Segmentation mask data
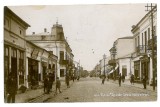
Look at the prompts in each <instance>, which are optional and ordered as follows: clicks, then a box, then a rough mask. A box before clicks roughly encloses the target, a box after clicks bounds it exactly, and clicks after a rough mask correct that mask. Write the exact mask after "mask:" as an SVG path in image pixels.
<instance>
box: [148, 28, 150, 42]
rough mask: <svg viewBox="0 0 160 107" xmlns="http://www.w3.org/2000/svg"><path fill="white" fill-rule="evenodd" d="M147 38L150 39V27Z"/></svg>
mask: <svg viewBox="0 0 160 107" xmlns="http://www.w3.org/2000/svg"><path fill="white" fill-rule="evenodd" d="M148 40H150V28H148Z"/></svg>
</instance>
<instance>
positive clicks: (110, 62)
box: [108, 59, 116, 66]
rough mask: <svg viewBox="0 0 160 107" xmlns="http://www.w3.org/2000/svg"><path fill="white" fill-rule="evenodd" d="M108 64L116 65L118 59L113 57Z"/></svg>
mask: <svg viewBox="0 0 160 107" xmlns="http://www.w3.org/2000/svg"><path fill="white" fill-rule="evenodd" d="M108 64H109V65H111V66H115V65H116V60H115V59H111V60H109V61H108Z"/></svg>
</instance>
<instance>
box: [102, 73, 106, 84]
mask: <svg viewBox="0 0 160 107" xmlns="http://www.w3.org/2000/svg"><path fill="white" fill-rule="evenodd" d="M105 79H106V78H105V75H103V76H102V84H104V82H105Z"/></svg>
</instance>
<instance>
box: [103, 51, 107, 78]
mask: <svg viewBox="0 0 160 107" xmlns="http://www.w3.org/2000/svg"><path fill="white" fill-rule="evenodd" d="M103 59H104V72H103V73H104V76H105V59H106V55H105V54H104V55H103Z"/></svg>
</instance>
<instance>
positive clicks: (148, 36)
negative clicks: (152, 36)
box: [131, 6, 157, 84]
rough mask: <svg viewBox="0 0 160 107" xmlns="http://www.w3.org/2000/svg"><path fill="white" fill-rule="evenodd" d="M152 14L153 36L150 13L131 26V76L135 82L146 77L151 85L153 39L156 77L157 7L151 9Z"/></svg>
mask: <svg viewBox="0 0 160 107" xmlns="http://www.w3.org/2000/svg"><path fill="white" fill-rule="evenodd" d="M152 13H153V36H154V38H152V21H151V11H149V12H148V13H147V14H146V15H145V16H144V17H143V18H142V19H141V20H140V21H139V22H138V23H137V24H136V25H133V26H132V30H131V31H132V33H133V38H134V39H133V40H134V53H133V54H132V61H133V65H134V67H133V68H134V69H133V74H134V76H135V80H136V81H141V80H142V78H143V76H146V77H147V82H148V83H149V84H151V82H152V79H153V69H152V51H151V50H152V39H154V47H153V48H154V52H155V56H154V58H155V62H154V64H155V67H156V68H155V72H156V73H155V74H156V77H157V6H154V8H153V9H152Z"/></svg>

What the task requires: Each line in the records above that contains the word "positive" must be copied.

Response to this exercise:
positive clicks: (110, 62)
positive clicks: (148, 36)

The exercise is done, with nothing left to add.